Please transcribe, word for word, the line containing "Where can the curly" and every line after it through the end of the records below, and nothing else.

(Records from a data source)
*** Block opens ***

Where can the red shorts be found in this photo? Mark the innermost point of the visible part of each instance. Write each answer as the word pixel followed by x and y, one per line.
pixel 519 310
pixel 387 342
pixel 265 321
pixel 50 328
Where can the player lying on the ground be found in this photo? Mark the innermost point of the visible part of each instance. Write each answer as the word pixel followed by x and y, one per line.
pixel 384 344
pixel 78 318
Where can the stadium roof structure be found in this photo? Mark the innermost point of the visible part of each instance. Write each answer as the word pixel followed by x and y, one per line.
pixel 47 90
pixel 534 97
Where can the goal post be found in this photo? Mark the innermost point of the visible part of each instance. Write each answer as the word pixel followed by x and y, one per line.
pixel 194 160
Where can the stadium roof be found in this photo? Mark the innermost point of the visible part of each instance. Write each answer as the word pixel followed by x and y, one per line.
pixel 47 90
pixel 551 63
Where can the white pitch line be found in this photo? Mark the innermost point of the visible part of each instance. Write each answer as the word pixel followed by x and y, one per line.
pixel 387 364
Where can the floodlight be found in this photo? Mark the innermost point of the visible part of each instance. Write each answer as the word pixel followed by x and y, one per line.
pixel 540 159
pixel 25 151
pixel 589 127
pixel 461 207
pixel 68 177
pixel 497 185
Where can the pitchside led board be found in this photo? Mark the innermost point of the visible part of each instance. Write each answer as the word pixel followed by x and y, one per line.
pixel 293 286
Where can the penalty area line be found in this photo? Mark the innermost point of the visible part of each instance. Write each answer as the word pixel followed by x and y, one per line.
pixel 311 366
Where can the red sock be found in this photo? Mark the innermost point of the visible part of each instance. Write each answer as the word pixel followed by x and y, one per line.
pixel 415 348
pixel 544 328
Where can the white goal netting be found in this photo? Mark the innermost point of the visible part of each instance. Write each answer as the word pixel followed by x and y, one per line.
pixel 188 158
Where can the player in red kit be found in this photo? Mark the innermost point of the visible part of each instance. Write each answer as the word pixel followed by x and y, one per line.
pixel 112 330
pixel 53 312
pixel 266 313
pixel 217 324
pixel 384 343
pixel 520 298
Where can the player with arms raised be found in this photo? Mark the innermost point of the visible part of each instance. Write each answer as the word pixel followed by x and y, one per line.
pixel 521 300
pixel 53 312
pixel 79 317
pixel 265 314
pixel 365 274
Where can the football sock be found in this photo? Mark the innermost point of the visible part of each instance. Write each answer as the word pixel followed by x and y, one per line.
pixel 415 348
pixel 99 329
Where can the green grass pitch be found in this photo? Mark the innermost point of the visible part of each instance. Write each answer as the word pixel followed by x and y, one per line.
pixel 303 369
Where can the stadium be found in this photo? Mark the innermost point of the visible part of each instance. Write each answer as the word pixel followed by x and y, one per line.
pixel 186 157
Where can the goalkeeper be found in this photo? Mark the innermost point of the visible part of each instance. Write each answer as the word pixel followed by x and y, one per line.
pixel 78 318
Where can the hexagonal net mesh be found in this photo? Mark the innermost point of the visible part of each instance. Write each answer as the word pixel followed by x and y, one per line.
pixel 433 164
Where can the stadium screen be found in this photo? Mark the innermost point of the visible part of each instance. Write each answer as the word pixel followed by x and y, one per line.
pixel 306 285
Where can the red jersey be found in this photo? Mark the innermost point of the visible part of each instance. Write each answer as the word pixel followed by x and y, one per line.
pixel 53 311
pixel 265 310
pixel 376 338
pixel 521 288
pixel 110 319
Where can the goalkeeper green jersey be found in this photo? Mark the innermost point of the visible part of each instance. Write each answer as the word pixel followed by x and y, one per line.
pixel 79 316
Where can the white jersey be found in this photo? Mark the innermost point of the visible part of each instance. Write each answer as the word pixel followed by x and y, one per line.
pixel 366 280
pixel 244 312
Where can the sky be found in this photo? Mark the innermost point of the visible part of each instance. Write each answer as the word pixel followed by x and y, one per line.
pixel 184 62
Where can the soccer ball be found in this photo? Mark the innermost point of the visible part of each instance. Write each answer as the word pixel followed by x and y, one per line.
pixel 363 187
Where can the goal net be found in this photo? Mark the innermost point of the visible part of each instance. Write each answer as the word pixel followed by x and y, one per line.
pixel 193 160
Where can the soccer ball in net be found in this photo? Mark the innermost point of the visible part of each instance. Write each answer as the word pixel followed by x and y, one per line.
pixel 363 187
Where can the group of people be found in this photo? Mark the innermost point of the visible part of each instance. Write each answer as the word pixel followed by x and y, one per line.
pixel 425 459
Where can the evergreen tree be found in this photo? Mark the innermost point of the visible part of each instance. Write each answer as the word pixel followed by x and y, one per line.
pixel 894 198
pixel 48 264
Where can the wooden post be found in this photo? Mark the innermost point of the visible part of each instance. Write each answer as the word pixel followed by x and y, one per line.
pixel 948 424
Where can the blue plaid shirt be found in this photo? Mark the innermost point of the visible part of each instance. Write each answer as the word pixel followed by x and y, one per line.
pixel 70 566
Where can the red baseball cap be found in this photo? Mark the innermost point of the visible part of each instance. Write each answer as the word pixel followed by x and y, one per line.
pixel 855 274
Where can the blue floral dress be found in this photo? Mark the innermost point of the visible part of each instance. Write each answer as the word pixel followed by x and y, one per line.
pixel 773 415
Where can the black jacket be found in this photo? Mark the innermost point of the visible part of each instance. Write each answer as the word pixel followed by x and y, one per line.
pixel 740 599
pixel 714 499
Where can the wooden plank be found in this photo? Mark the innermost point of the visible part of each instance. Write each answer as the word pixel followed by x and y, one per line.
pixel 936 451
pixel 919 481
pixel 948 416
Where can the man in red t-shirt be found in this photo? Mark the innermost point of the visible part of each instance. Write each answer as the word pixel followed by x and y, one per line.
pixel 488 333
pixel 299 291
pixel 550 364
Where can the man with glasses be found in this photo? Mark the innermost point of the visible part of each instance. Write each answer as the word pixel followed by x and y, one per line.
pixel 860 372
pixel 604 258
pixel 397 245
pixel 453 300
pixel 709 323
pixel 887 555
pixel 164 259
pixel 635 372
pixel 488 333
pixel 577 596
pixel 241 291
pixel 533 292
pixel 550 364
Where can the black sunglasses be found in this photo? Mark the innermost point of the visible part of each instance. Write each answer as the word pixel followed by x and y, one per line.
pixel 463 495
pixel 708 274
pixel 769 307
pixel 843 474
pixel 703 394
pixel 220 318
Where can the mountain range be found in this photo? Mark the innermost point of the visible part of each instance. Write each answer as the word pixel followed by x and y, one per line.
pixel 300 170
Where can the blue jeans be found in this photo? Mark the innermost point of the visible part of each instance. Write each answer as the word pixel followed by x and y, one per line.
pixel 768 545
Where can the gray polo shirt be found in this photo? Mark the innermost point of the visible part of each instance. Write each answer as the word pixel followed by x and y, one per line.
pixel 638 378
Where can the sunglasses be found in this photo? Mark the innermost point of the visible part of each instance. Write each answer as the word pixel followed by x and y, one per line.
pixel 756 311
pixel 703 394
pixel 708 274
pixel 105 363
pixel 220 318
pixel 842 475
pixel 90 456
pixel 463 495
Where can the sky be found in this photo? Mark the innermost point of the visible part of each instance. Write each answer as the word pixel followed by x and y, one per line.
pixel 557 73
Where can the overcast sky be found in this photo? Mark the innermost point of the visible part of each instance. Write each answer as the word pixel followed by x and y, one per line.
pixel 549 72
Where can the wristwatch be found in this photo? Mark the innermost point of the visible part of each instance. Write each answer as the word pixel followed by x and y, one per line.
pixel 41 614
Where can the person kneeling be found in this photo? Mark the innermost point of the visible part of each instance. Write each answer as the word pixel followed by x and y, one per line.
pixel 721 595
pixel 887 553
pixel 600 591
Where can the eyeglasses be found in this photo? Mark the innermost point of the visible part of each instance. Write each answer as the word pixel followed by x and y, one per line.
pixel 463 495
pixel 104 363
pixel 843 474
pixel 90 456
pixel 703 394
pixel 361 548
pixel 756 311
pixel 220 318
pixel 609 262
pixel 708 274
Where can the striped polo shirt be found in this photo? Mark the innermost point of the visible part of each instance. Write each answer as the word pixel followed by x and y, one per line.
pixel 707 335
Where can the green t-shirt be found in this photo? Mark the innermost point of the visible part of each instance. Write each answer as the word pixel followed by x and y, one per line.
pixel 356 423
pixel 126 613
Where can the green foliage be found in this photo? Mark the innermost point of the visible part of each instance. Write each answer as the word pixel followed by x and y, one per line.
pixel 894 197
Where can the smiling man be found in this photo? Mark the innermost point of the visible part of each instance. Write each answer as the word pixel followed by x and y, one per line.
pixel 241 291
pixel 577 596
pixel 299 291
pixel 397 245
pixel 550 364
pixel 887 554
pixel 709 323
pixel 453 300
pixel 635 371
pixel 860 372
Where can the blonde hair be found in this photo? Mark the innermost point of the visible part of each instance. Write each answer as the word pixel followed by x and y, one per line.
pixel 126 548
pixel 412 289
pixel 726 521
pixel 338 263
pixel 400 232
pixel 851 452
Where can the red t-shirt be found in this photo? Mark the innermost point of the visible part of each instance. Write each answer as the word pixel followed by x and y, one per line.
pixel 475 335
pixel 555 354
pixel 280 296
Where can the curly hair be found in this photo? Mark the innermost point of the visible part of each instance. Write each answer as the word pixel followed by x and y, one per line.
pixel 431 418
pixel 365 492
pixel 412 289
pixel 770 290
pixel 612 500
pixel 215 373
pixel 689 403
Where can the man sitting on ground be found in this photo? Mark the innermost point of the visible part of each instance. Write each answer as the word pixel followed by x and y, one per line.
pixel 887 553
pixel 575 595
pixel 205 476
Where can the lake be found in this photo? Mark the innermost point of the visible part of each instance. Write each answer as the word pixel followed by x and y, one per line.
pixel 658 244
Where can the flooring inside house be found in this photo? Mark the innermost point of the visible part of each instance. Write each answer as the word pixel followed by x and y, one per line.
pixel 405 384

*** Block closes ***

▶ [Answer space]:
Where can the curly hair be found in this photo? Mark the innermost point of the visible part of each instance. Write each answer as the word pixel followed by x and y, one per line.
pixel 431 418
pixel 365 492
pixel 412 289
pixel 770 290
pixel 612 500
pixel 215 373
pixel 689 403
Where can the man sitting on ground be found in this photo? Mark the innermost point of the visible part of each instance. Write each answer as the word pixel followed by x and y, one per line.
pixel 887 553
pixel 575 595
pixel 205 476
Where can the lake be found in this photo? Mark the innermost point of the visible part of each instance. Write each answer as the word pixel followed by x and y, one per line.
pixel 658 244
Where can the flooring inside house be found in this photo? Mark the innermost point of the visible part of each instance. Write each answer as the word pixel followed by x and y, one per line.
pixel 405 384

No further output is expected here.